▶ RECORDS PROVIDED

------------------------------------------------------------

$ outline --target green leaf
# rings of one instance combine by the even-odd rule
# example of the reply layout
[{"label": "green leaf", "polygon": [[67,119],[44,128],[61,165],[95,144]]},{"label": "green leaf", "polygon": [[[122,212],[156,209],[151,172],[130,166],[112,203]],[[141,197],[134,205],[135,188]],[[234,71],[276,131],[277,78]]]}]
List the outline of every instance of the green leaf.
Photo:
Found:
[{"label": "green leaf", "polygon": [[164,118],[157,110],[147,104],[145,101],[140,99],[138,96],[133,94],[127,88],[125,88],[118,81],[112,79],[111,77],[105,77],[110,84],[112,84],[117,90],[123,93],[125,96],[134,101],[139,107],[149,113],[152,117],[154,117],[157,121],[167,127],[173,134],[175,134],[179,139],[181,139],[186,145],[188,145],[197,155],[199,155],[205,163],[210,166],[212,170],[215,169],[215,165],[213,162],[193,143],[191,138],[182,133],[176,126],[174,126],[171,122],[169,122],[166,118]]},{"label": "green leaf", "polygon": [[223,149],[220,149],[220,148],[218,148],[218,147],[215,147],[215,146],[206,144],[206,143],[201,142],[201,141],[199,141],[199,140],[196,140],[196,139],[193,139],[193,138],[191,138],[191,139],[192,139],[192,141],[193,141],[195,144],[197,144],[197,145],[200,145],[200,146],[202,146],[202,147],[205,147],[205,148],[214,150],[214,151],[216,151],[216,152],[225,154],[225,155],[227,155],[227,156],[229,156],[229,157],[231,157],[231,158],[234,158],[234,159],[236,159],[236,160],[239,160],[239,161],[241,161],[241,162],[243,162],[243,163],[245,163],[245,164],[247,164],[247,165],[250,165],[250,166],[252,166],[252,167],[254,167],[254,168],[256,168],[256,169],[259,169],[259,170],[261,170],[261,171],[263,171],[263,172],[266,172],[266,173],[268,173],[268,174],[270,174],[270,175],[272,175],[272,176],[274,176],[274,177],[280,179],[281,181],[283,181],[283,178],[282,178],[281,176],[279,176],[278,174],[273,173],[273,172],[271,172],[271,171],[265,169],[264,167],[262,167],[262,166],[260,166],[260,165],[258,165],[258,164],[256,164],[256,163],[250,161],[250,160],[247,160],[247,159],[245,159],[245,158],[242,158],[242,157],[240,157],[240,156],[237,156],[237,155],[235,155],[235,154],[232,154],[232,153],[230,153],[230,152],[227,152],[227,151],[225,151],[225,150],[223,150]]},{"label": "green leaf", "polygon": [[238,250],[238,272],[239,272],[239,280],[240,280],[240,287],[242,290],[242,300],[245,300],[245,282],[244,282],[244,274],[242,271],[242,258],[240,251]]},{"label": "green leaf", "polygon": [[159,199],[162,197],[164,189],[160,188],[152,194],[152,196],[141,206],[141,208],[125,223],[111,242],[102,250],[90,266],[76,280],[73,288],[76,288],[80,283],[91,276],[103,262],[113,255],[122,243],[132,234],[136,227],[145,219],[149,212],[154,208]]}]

------------------------------------------------------------

Repeat the records above exactly, leaving none out.

$ outline --target green leaf
# rings of one instance combine by the even-odd rule
# example of the reply layout
[{"label": "green leaf", "polygon": [[67,119],[44,128],[61,165],[95,144]]},{"label": "green leaf", "polygon": [[[122,212],[156,209],[151,172],[130,166],[112,203]],[[141,197],[134,205],[135,188]],[[234,71],[276,131],[277,78]]]}]
List the outline of every instance of the green leaf.
Photo:
Found:
[{"label": "green leaf", "polygon": [[164,118],[157,110],[147,104],[145,101],[140,99],[138,96],[133,94],[127,88],[125,88],[118,81],[112,79],[111,77],[105,77],[110,84],[112,84],[117,90],[123,93],[125,96],[134,101],[139,107],[149,113],[152,117],[154,117],[157,121],[167,127],[173,134],[175,134],[179,139],[181,139],[186,145],[188,145],[197,155],[199,155],[205,163],[210,166],[212,170],[215,169],[215,165],[213,162],[193,143],[191,138],[182,133],[176,126],[174,126],[171,122],[169,122],[166,118]]},{"label": "green leaf", "polygon": [[223,149],[220,149],[220,148],[218,148],[218,147],[215,147],[215,146],[206,144],[206,143],[201,142],[201,141],[199,141],[199,140],[196,140],[196,139],[193,139],[193,138],[191,138],[191,139],[192,139],[192,141],[193,141],[195,144],[197,144],[197,145],[200,145],[200,146],[202,146],[202,147],[205,147],[205,148],[214,150],[214,151],[216,151],[216,152],[225,154],[225,155],[227,155],[227,156],[229,156],[229,157],[231,157],[231,158],[234,158],[234,159],[236,159],[236,160],[239,160],[239,161],[241,161],[241,162],[243,162],[243,163],[245,163],[245,164],[247,164],[247,165],[250,165],[250,166],[252,166],[252,167],[254,167],[254,168],[256,168],[256,169],[259,169],[259,170],[261,170],[261,171],[263,171],[263,172],[266,172],[266,173],[268,173],[268,174],[270,174],[270,175],[272,175],[272,176],[274,176],[274,177],[280,179],[281,181],[283,181],[283,178],[282,178],[281,176],[279,176],[278,174],[273,173],[273,172],[271,172],[271,171],[265,169],[264,167],[262,167],[262,166],[260,166],[260,165],[258,165],[258,164],[256,164],[256,163],[250,161],[250,160],[247,160],[247,159],[245,159],[245,158],[242,158],[242,157],[240,157],[240,156],[237,156],[237,155],[235,155],[235,154],[232,154],[232,153],[230,153],[230,152],[227,152],[227,151],[225,151],[225,150],[223,150]]},{"label": "green leaf", "polygon": [[238,250],[238,272],[239,272],[239,280],[240,280],[240,287],[242,290],[242,300],[245,300],[245,282],[244,282],[244,274],[242,271],[242,258],[240,251]]},{"label": "green leaf", "polygon": [[159,199],[162,197],[164,189],[160,188],[152,194],[152,196],[141,206],[141,208],[125,223],[111,242],[102,250],[90,266],[76,280],[73,288],[76,288],[80,283],[91,276],[103,262],[113,255],[122,243],[132,234],[136,227],[145,219],[149,212],[154,208]]}]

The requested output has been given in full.